>> Begin SUPPLIED ENTRIES
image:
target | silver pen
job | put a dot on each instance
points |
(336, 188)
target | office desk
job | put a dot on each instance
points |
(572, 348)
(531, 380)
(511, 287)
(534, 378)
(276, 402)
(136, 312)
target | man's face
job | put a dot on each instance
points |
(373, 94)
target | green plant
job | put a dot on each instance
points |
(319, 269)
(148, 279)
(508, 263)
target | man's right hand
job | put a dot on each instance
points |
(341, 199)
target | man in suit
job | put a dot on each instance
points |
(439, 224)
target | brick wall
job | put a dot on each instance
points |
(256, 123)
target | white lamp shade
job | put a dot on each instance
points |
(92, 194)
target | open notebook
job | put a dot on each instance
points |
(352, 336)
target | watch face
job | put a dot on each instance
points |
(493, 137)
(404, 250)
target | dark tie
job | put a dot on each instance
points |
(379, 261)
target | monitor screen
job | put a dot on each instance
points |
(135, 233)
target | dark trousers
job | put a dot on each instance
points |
>> End SUPPLIED ENTRIES
>> Begin SUPPLIED ENTRIES
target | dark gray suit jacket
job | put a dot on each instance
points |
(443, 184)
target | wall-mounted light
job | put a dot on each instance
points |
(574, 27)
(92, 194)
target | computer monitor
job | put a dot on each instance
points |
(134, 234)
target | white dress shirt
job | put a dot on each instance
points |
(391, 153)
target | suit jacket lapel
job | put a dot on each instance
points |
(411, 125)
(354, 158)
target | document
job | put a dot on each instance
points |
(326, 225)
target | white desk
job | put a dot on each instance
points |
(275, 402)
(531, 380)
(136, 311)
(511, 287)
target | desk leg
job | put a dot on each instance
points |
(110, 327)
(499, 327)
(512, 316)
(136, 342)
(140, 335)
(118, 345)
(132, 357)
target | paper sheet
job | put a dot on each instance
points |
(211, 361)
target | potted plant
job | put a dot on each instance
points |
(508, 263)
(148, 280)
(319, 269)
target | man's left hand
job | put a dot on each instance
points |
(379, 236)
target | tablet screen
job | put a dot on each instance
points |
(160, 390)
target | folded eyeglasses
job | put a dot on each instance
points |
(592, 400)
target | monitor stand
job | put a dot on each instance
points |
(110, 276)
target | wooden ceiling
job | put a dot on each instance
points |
>> End SUPPLIED ENTRIES
WHAT THE TASK ASKS:
Return each line of the material above that contains the string "jacket". Case matters.

COMPLETE ANSWER:
target | dark gray suit jacket
target | suit jacket lapel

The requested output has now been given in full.